Task to complete:
Copy every line from the start of the rows through the line holding "[(529, 132), (574, 178)]", inclusive, keeping the requests as they are. In the answers, shift each coordinate by adding 101 to both its x and y values.

═══

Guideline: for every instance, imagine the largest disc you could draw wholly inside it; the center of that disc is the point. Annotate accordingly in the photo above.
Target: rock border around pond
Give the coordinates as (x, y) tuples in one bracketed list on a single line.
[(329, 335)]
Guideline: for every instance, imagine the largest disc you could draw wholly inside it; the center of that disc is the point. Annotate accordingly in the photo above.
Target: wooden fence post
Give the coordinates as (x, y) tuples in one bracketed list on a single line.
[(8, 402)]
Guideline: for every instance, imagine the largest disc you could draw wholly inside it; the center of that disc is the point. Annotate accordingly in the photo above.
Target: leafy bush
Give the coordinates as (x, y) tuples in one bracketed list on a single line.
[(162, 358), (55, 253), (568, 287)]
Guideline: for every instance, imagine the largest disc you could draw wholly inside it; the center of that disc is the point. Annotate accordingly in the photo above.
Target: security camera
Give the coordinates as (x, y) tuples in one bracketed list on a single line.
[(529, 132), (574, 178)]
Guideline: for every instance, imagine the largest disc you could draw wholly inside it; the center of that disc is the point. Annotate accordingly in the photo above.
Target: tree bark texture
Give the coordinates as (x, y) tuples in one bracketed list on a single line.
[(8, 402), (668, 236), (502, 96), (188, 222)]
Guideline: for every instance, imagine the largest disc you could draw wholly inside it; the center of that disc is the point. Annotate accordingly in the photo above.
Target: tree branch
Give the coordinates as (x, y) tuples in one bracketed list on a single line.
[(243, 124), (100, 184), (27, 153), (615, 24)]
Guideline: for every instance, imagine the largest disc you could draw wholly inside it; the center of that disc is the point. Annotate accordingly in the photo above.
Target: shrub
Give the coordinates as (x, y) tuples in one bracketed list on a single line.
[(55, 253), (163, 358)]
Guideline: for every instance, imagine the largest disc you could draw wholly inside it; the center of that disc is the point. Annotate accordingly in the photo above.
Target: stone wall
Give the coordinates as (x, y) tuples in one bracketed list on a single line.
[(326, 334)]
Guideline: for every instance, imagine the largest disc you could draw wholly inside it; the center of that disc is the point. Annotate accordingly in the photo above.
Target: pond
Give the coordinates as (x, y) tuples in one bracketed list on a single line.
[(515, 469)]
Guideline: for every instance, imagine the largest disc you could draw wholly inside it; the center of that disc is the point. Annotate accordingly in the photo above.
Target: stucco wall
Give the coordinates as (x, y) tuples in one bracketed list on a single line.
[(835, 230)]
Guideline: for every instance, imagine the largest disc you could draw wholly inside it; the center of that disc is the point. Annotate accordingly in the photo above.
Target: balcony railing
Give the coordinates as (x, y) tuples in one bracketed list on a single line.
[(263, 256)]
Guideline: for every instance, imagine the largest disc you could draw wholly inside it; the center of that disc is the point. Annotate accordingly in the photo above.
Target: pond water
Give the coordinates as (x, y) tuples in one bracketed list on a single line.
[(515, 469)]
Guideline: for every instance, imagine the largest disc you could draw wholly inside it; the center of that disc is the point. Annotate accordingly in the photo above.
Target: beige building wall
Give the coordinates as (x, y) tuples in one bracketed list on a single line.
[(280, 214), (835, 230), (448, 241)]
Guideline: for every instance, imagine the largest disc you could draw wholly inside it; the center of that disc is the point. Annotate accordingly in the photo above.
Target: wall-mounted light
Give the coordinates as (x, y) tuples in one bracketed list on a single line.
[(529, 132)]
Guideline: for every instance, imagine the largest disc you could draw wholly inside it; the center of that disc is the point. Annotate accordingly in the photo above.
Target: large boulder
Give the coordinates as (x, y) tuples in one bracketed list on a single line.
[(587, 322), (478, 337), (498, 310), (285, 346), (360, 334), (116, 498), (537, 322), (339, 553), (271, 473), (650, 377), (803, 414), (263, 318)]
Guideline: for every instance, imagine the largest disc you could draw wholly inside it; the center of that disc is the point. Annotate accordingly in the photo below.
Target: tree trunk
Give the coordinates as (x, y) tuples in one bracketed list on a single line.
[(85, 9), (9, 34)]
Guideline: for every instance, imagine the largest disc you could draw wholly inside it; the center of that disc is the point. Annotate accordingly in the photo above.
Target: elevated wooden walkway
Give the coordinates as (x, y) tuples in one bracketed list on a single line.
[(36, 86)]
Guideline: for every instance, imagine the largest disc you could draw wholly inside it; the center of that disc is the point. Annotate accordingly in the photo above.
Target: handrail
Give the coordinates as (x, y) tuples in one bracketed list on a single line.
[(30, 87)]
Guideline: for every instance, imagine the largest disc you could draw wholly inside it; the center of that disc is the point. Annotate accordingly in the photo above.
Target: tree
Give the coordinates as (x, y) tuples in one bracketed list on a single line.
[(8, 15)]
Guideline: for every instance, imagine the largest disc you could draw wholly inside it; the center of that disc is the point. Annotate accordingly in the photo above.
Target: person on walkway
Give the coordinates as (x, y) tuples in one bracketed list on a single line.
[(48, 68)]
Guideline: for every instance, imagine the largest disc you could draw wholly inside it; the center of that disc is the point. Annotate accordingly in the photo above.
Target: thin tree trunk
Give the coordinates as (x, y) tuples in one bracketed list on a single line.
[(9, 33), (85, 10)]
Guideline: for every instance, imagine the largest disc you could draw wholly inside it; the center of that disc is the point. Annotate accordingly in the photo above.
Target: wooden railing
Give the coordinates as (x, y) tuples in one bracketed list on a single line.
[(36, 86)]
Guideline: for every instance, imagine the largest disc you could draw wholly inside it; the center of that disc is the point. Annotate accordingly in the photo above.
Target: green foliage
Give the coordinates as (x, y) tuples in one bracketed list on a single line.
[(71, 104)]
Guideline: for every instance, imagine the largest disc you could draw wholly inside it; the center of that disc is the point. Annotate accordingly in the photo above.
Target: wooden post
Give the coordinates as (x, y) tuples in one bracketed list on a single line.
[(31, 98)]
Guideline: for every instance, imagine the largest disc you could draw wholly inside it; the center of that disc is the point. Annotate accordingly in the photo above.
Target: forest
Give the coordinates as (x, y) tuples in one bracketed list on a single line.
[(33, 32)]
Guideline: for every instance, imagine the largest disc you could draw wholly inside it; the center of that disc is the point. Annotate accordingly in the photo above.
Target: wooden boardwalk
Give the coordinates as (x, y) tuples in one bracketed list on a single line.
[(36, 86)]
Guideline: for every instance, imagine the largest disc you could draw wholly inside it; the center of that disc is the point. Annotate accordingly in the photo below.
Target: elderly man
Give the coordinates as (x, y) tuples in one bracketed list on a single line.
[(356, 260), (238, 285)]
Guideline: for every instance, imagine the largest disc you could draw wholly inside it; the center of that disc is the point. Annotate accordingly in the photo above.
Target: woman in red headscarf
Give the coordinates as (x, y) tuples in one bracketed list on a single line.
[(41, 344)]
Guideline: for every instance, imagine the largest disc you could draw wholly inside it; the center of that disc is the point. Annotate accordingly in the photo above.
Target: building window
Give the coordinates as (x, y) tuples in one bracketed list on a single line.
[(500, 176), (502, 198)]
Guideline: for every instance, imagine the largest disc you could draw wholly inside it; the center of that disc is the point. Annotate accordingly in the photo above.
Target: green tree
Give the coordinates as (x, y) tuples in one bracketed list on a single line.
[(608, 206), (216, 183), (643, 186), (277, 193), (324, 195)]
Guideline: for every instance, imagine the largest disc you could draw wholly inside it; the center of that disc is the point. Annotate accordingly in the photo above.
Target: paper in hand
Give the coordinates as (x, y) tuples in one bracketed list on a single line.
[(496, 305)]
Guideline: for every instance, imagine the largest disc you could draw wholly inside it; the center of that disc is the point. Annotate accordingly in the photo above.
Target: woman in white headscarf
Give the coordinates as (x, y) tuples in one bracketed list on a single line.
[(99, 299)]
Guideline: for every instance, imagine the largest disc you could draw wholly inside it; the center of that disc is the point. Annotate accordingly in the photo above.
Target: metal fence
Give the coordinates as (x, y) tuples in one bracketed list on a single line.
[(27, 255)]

═══

Reply to the exercise:
Guideline: for every instance, imagine the largest disc you could draw wholly inside it; the center of that disc is the point. Annotate accordingly in the photo above.
Target: rock border around pond
Give the coordinates as (x, y) tuples in one bracketed list on a single line.
[(430, 436)]
Guideline: for every instance, imagine the largest disc you could draw wholly inside it; the center of that disc is the point. Annotate accordingly in the photo above.
Target: wooden fence post
Give the coordinates as (x, y) tuples in one bracketed list on a single line.
[(109, 503)]
Guideline: for every instance, imagine the largest disc you could draw wholly inside it; the center of that disc is the point. Annotate accordingly in the photo above.
Target: leafy bush
Give the coordinates as (x, y) tuples in one bracketed list on a single line.
[(263, 459), (156, 354), (669, 388)]
Guideline: for every instance, imagine the largest disc you could draw wholly inside it; the center of that disc is the point. Annotate accordingly in the photo above.
Target: security camera
Give the coordinates as (x, y) tuples in one bracketed list on a single line.
[(630, 233), (675, 279)]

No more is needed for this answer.